** BEGIN Materials provided **
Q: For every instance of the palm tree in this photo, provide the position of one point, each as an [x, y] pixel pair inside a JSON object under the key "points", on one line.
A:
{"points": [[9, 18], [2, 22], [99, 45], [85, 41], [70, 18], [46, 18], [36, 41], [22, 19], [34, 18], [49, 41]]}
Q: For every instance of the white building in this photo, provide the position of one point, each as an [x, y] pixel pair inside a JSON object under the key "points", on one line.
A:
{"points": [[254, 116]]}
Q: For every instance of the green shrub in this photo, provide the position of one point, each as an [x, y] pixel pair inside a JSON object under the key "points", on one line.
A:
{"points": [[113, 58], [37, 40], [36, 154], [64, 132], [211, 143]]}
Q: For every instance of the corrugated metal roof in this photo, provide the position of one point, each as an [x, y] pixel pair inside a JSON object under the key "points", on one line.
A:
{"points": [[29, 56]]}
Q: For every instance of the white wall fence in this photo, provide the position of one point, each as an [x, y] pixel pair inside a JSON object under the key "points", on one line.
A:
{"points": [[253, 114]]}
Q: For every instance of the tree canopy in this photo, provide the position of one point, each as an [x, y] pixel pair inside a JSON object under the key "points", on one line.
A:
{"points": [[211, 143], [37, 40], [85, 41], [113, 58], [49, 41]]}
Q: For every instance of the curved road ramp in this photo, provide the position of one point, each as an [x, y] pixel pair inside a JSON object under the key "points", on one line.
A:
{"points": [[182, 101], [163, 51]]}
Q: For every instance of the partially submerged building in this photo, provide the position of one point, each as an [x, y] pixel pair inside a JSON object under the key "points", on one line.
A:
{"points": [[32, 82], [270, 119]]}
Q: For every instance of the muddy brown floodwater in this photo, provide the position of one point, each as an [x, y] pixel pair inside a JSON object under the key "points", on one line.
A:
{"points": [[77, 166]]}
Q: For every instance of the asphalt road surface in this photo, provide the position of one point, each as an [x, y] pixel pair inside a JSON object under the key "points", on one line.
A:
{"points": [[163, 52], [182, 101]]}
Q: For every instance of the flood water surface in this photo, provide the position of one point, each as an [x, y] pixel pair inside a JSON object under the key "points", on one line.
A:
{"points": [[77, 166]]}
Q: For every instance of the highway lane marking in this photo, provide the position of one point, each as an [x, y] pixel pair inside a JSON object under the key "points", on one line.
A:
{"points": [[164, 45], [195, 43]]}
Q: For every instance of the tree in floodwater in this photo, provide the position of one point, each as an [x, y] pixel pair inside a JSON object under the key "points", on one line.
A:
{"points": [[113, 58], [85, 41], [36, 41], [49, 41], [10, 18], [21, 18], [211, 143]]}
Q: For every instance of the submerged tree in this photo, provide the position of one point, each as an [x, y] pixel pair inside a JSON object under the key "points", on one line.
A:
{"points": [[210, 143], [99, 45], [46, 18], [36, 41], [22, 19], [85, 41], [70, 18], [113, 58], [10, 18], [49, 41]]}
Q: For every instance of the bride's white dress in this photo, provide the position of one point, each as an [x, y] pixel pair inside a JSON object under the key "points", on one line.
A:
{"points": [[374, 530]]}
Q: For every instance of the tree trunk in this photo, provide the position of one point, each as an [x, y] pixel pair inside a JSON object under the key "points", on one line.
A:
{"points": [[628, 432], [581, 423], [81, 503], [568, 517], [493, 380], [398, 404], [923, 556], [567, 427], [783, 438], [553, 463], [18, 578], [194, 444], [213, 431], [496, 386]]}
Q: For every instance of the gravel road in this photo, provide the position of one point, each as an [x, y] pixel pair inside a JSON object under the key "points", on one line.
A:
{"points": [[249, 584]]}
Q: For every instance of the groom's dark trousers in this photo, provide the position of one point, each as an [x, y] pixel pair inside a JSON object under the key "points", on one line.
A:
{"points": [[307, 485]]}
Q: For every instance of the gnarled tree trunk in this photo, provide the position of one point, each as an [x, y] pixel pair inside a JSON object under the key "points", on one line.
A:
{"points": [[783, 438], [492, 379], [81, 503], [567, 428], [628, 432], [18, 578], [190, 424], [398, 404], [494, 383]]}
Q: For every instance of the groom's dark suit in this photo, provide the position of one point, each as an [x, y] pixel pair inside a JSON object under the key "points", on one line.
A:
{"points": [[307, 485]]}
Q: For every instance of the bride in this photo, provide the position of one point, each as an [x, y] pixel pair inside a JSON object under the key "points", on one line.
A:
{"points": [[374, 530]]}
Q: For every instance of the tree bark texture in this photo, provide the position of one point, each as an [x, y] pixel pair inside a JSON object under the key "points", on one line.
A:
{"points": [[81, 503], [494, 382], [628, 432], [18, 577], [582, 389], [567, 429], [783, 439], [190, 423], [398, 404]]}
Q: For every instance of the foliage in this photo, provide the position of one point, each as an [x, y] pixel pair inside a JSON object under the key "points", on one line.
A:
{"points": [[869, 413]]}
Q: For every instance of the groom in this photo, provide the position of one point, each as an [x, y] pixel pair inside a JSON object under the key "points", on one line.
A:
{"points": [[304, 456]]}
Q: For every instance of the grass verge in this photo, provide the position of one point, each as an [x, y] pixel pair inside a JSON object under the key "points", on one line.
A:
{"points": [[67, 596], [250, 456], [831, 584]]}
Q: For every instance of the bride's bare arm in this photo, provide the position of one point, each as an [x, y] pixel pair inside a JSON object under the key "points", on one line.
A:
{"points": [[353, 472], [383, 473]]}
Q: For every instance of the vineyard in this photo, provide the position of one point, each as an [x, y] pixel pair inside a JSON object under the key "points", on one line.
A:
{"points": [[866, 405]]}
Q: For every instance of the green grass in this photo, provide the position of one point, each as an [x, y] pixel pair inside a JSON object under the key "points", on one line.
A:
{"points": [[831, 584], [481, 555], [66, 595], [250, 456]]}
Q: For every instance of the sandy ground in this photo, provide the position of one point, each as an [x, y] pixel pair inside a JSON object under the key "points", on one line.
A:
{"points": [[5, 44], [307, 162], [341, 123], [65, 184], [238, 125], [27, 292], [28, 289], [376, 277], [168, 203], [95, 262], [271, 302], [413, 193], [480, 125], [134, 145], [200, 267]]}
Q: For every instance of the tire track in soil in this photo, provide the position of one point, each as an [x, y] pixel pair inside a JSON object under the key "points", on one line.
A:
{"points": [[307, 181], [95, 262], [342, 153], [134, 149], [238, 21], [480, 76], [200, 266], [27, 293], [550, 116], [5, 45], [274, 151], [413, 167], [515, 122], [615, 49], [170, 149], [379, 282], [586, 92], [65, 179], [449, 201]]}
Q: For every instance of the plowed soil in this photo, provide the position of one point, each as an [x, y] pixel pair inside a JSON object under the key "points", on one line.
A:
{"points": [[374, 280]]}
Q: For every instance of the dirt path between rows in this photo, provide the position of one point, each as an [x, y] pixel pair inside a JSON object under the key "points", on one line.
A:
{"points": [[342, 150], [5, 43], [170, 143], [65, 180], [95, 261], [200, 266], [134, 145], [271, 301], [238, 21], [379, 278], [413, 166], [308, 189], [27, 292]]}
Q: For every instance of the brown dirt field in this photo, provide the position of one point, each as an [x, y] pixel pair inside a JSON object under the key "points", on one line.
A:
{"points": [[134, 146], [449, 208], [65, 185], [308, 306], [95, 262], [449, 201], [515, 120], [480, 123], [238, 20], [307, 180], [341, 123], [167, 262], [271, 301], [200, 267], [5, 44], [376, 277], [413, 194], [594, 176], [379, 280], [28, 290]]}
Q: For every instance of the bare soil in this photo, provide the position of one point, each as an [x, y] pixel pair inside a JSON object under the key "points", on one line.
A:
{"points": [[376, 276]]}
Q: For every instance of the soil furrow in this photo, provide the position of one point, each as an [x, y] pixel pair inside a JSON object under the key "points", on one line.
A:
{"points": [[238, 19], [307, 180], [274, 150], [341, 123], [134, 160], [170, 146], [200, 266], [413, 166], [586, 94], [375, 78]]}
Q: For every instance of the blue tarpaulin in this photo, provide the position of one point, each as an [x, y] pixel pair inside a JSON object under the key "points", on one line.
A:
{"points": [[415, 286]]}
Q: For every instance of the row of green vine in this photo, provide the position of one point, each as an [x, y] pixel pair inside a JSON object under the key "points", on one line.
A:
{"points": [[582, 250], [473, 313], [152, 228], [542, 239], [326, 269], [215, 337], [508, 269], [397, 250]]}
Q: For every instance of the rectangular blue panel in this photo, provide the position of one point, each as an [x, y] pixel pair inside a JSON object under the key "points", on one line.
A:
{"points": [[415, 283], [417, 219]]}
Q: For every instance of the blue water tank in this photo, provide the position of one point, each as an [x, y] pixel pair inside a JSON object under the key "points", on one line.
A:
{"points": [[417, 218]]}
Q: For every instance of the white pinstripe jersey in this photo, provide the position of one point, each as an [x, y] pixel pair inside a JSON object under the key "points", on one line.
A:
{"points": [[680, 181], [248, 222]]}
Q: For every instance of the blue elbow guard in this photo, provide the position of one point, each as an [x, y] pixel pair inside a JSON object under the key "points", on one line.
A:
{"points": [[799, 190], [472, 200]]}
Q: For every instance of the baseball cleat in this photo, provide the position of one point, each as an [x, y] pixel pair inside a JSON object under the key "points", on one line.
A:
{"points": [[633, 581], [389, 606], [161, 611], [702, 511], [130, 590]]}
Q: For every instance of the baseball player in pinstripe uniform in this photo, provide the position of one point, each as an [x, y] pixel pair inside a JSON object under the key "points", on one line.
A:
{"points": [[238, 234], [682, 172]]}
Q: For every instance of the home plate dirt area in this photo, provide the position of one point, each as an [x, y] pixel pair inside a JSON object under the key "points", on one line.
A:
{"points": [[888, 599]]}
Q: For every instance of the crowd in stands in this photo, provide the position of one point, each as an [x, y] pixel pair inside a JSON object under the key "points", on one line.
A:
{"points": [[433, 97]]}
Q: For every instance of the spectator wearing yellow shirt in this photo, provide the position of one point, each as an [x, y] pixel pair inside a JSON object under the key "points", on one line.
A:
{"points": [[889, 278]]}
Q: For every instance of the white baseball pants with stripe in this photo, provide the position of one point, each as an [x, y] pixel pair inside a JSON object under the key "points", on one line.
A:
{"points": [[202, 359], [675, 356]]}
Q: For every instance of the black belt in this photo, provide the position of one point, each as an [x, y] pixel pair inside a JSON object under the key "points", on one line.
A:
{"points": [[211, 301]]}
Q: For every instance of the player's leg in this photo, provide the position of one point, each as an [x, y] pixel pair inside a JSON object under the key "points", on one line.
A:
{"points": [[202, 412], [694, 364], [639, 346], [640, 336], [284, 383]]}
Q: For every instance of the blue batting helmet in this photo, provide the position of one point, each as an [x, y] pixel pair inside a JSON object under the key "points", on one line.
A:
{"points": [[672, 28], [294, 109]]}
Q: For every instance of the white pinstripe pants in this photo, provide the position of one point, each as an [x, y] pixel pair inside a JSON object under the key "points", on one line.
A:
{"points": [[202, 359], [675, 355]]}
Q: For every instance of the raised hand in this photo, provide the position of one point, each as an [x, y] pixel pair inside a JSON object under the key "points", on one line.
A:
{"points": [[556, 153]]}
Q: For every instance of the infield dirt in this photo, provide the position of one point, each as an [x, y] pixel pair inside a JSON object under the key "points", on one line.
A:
** END Materials provided **
# [Task]
Copy out exactly the lines between the line with "Q: For every instance of the white baseball" and the last line of the entries, counting both of those lines.

# [Written solution]
Q: For every instance of the white baseball pants with stripe in this photo, provide the position of one point, each as an [x, y] pixel pair inside a JSON object under the key "points", on one line.
A:
{"points": [[202, 359], [675, 356]]}
Q: For every instance of the black belt in this photo, provide the position of one point, each as an [x, y] pixel pair inside a JSON object under the key "points", on one line.
A:
{"points": [[211, 301]]}
Q: For every instance of the player's leg in this photo, provide the position of one point, each as an [x, y] pixel pair inside a JSON object under the key "points", on one line.
A:
{"points": [[202, 412], [694, 364], [639, 346], [640, 336], [284, 383]]}
Q: For every instance of the blue batting helmet in this photo, provide the position of one point, each as an [x, y] pixel pair inside a JSON object under the key "points", on one line.
A:
{"points": [[672, 28], [294, 109]]}
Q: For every instance of the white pinstripe pants in this photo, provide the position of one point, each as an [x, y] pixel pair inside a JSON object under the key "points", on one line.
A:
{"points": [[202, 359], [675, 355]]}
Q: For every instance of the raised hand in this photo, provide the position of one point, each as an [x, y] pixel pair inside a JSON object under the key "points", on one line.
A:
{"points": [[556, 153]]}
Q: For every instance of the infield dirt in this photo, provide the position of one point, each as an [x, y] pixel pair inside a JSON object under the key "points", on one line.
A:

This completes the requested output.